-- INPUT DATA follows --
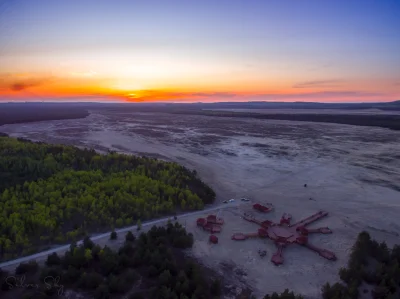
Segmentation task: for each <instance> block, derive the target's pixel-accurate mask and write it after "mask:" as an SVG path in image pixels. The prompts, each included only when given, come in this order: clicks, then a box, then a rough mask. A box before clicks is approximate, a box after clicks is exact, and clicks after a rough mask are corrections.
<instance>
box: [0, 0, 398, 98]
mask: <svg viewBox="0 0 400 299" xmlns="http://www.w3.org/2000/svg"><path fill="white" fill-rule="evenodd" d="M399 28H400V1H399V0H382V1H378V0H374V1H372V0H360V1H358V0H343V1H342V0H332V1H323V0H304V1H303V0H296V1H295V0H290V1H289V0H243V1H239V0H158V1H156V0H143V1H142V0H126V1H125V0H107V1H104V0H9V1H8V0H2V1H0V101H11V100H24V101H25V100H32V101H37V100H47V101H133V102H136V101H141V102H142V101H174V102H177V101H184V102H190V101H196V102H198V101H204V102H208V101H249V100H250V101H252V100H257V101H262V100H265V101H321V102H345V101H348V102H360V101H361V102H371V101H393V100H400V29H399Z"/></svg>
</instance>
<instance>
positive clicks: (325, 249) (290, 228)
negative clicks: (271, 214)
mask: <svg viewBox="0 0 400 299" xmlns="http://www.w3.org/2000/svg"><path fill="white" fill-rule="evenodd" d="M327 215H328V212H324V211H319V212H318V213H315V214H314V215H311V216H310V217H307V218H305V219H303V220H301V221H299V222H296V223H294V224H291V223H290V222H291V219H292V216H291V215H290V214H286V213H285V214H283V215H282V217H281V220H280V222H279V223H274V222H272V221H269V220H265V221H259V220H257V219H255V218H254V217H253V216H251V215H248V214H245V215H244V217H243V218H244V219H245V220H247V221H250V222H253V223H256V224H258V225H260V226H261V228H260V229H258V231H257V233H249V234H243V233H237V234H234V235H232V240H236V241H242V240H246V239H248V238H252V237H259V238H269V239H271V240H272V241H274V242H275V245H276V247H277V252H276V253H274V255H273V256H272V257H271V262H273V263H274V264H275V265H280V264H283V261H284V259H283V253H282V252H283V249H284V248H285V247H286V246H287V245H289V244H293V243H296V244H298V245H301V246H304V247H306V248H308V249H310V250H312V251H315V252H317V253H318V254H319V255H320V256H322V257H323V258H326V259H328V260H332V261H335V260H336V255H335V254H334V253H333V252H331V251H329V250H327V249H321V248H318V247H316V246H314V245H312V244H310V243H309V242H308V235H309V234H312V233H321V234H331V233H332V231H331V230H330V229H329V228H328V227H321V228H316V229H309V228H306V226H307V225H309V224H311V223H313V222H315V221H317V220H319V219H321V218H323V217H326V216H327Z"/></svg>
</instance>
-- INPUT DATA concluded --
→ EXERCISE DETAILS:
Please rewrite all the items above, swapping "clicks" for "points" everywhere it appears and keeping everything else the same. Omit the pictures.

→ ANSWER TO THIS EXERCISE:
Segmentation task: for each <instance> block, derive the target's pixel-accurate mask and write it after "mask:" as an SVG path in image pixels. The prompts, each included only when given, come in this order: points, then a box, then a rough mask. A box before points is approximate, a box after points is exact, and points after a rough mask are corrections.
<instance>
box: [0, 0, 398, 98]
mask: <svg viewBox="0 0 400 299" xmlns="http://www.w3.org/2000/svg"><path fill="white" fill-rule="evenodd" d="M399 28H400V1H399V0H382V1H378V0H374V1H372V0H360V1H358V0H343V1H342V0H332V1H323V0H304V1H303V0H296V1H295V0H290V1H289V0H243V1H239V0H158V1H156V0H143V1H142V0H126V1H125V0H107V1H104V0H9V1H8V0H2V1H0V101H11V100H24V101H25V100H32V101H37V100H47V101H133V102H136V101H141V102H142V101H174V102H177V101H184V102H190V101H196V102H198V101H204V102H208V101H249V100H250V101H252V100H257V101H262V100H265V101H321V102H345V101H348V102H360V101H361V102H371V101H393V100H400V29H399Z"/></svg>
</instance>
<instance>
positive points: (325, 249) (290, 228)
negative points: (271, 214)
mask: <svg viewBox="0 0 400 299" xmlns="http://www.w3.org/2000/svg"><path fill="white" fill-rule="evenodd" d="M327 215H328V212H324V211H319V212H318V213H315V214H314V215H311V216H310V217H307V218H305V219H303V220H301V221H299V222H296V223H294V224H291V223H290V222H291V219H292V216H291V215H290V214H286V213H285V214H283V215H282V217H281V220H280V222H279V223H274V222H272V221H269V220H265V221H259V220H257V219H255V218H254V217H253V216H251V215H248V214H245V215H244V217H243V218H244V219H245V220H247V221H250V222H253V223H256V224H258V225H260V226H261V228H260V229H258V231H257V233H249V234H243V233H237V234H234V235H232V240H236V241H242V240H246V239H248V238H252V237H259V238H269V239H271V240H272V241H274V242H275V245H276V247H277V252H276V253H274V255H273V256H272V257H271V262H273V263H274V264H275V265H280V264H283V261H284V259H283V253H282V252H283V249H284V248H285V247H286V246H287V245H289V244H293V243H296V244H298V245H301V246H304V247H306V248H308V249H310V250H312V251H315V252H317V253H318V254H319V255H320V256H322V257H323V258H326V259H328V260H332V261H335V260H336V255H335V254H334V253H333V252H331V251H329V250H327V249H321V248H318V247H316V246H314V245H312V244H310V243H309V242H308V235H309V234H312V233H321V234H331V233H332V231H331V230H330V229H329V228H328V227H321V228H316V229H309V228H306V226H307V225H309V224H311V223H313V222H315V221H317V220H319V219H321V218H323V217H326V216H327Z"/></svg>
</instance>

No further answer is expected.